----- Exercise inputs -----
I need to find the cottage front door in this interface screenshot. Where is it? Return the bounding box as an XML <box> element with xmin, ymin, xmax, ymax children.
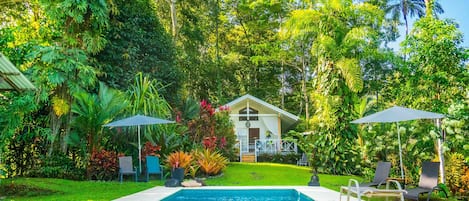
<box><xmin>249</xmin><ymin>128</ymin><xmax>260</xmax><ymax>152</ymax></box>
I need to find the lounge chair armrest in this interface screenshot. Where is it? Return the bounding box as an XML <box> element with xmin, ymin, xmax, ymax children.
<box><xmin>347</xmin><ymin>179</ymin><xmax>359</xmax><ymax>189</ymax></box>
<box><xmin>431</xmin><ymin>186</ymin><xmax>448</xmax><ymax>198</ymax></box>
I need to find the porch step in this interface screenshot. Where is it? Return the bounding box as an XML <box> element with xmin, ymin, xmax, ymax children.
<box><xmin>241</xmin><ymin>154</ymin><xmax>256</xmax><ymax>163</ymax></box>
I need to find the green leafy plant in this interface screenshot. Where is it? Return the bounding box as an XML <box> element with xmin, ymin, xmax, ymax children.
-----
### [Description of the task]
Turn all the lines above into a numbered list, skipping any blank lines and leaving out the picture placeholders.

### [Written answer]
1. I need to find the cottage front door in this interface screenshot. Where is it? Return the bounding box as an XML <box> element with xmin, ymin, xmax, ymax children.
2. <box><xmin>249</xmin><ymin>128</ymin><xmax>260</xmax><ymax>152</ymax></box>
3. I need to find the lounge chair armrest in this interface screenshot. Where is it? Return the bounding box as an XML <box> element with xmin, ymin, xmax, ymax children.
4. <box><xmin>347</xmin><ymin>179</ymin><xmax>359</xmax><ymax>189</ymax></box>
5. <box><xmin>431</xmin><ymin>186</ymin><xmax>448</xmax><ymax>198</ymax></box>
6. I need to find the porch step in this interface screenshot. Where is it? Return the bounding box as an XML <box> element with xmin, ymin, xmax, ymax children.
7. <box><xmin>241</xmin><ymin>154</ymin><xmax>256</xmax><ymax>163</ymax></box>
8. I need to find the green leafy plant in this interface screenshot. Where is it? Return the bounding box as an XML <box> element with xmin, ymin, xmax, ymax children.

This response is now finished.